- **WHAT TO PRODUCE**
Output every record below exactly as it appears.

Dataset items
====================
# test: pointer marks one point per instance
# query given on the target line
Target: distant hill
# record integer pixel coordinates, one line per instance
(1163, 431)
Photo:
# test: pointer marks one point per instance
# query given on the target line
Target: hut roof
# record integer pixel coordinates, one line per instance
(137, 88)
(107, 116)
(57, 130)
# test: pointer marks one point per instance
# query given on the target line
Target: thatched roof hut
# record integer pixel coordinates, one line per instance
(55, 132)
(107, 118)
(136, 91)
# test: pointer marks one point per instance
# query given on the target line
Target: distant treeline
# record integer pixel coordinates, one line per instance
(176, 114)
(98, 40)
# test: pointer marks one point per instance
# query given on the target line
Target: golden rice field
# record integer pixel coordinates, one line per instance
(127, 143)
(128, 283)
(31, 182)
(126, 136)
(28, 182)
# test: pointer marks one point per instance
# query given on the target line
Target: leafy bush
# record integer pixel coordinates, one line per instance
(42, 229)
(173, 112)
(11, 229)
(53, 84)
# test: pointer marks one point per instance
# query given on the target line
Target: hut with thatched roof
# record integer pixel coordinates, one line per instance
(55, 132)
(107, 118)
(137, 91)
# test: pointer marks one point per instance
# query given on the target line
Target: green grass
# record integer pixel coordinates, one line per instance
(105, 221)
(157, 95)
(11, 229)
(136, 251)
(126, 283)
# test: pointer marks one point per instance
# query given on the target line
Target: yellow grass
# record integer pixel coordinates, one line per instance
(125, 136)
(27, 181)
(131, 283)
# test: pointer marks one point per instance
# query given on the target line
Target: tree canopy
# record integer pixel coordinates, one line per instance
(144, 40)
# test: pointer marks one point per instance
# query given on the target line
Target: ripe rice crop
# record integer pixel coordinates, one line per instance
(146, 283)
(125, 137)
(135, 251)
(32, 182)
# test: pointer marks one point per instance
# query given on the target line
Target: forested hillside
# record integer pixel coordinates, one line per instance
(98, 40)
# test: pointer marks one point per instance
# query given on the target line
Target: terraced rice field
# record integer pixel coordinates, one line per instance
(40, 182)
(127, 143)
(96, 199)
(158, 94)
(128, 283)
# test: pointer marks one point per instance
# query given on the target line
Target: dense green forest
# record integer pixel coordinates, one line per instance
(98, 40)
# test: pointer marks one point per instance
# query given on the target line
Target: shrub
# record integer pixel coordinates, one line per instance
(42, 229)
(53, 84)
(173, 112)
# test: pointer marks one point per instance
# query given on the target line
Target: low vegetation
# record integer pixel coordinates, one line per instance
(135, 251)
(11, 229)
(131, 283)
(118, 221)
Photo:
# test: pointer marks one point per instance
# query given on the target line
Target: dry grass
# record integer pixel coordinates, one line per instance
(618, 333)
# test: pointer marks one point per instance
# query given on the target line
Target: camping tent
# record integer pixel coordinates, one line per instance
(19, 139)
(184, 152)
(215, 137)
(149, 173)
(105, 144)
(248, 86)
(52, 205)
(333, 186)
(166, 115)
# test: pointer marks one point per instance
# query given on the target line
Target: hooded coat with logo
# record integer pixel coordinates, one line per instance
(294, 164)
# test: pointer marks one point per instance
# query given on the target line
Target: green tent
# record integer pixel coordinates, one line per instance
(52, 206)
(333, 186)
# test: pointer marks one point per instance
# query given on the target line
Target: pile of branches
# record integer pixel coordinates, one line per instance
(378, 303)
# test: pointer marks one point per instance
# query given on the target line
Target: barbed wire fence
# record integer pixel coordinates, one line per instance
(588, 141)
====================
- **WRITTEN ANSWER**
# test: pointer marks one point per instance
# query given on the target line
Target: distant hill
# record integer pixel coordinates, one line per instance
(1163, 431)
Photo:
# test: pointer marks one point per instance
# query given on the target line
Target: hut roof
# record integer pixel coordinates, one line per instance
(137, 88)
(107, 116)
(57, 130)
# test: pointer marks one point per instance
# query given on the target line
Target: thatched roof hut
# record integer pixel coordinates, one line per instance
(55, 132)
(107, 118)
(136, 91)
# test: pointer marks one point per instance
# query given on the target line
Target: distant treeline
# record integer pixel coordinates, one line per instance
(176, 114)
(98, 40)
# test: pointer marks one point per instance
# query given on the target line
Target: golden rice field
# record integer pixel coordinates, one line per instance
(127, 143)
(128, 283)
(31, 182)
(126, 136)
(28, 182)
# test: pointer marks one point per instance
# query given on the target line
Target: leafy bush
# record integer pixel coordinates, one line per instance
(42, 229)
(173, 112)
(11, 229)
(53, 84)
# test: pointer marks one point per instance
# query given on the target line
Target: hut with thatched roof
# record integer pixel coordinates, one line per instance
(55, 132)
(107, 118)
(137, 91)
# test: pointer marks one point per instance
# query given on the target line
Target: green grass
# record integer pixel coordinates, one line per instance
(105, 221)
(157, 95)
(11, 229)
(136, 251)
(126, 283)
# test: pointer marks one point per instance
# query given on the target line
Target: yellow grass
# record integer pixel coordinates, one line per instance
(125, 136)
(27, 181)
(131, 283)
# test: pointer marks one point per instance
# query given on the target line
Target: tree canopy
# record integer pixel coordinates, one line per instance
(144, 40)
# test: pointer marks one point per instance
# query given on the target line
Target: ripe rice crop
# record integer pixel coordinates, one line per instance
(146, 283)
(125, 137)
(135, 251)
(32, 182)
# test: pointer marks one point per instance
# query given on the target line
Target: forested hillside
# record integer pixel coordinates, one line per instance
(98, 40)
# test: pointer marks one point per instance
# query given on the target line
Target: terraced rice field
# record integer pixel coordinates, one line per instance
(40, 182)
(127, 143)
(96, 199)
(158, 94)
(128, 283)
# test: pointer marks one point per instance
# query given on the target line
Target: dense green forest
# record integer pixel coordinates, one line per instance
(98, 40)
# test: pointer marks one point per instance
# query given on the target line
Target: shrub
# record integer pixel coordinates, one line per instance
(42, 229)
(53, 84)
(173, 112)
# test: pointer marks one point per instance
# query given on the target line
Target: low vegetation
# record integer pixel coordinates, one line per instance
(135, 251)
(11, 229)
(131, 283)
(118, 221)
Photo:
# test: pointer marks one point per instance
# query given on the target line
Target: dry grass
# record integer pixel coordinates, one line per instance
(618, 333)
# test: pointer marks one point per instance
# query given on the target line
Target: camping tent
# record integer pixel coordinates, one line per instance
(19, 139)
(184, 152)
(215, 137)
(149, 173)
(105, 144)
(248, 86)
(52, 205)
(333, 186)
(166, 115)
# test: pointer marks one point per instance
# query given on the target line
Target: hooded coat with logo
# record integer pixel coordinates, one line per instance
(294, 164)
# test: pointer marks one point per instance
# query given on the target line
Target: green tent
# record integer pixel coordinates, one line per instance
(52, 206)
(333, 186)
# test: pointer marks one point per instance
# query given on the target line
Target: pile of branches
# record integer pixel coordinates, one line per instance
(378, 303)
# test: pointer marks one point per instance
# query given on the target line
Target: barbed wire fence
# record integer pixel coordinates, one line per instance
(588, 141)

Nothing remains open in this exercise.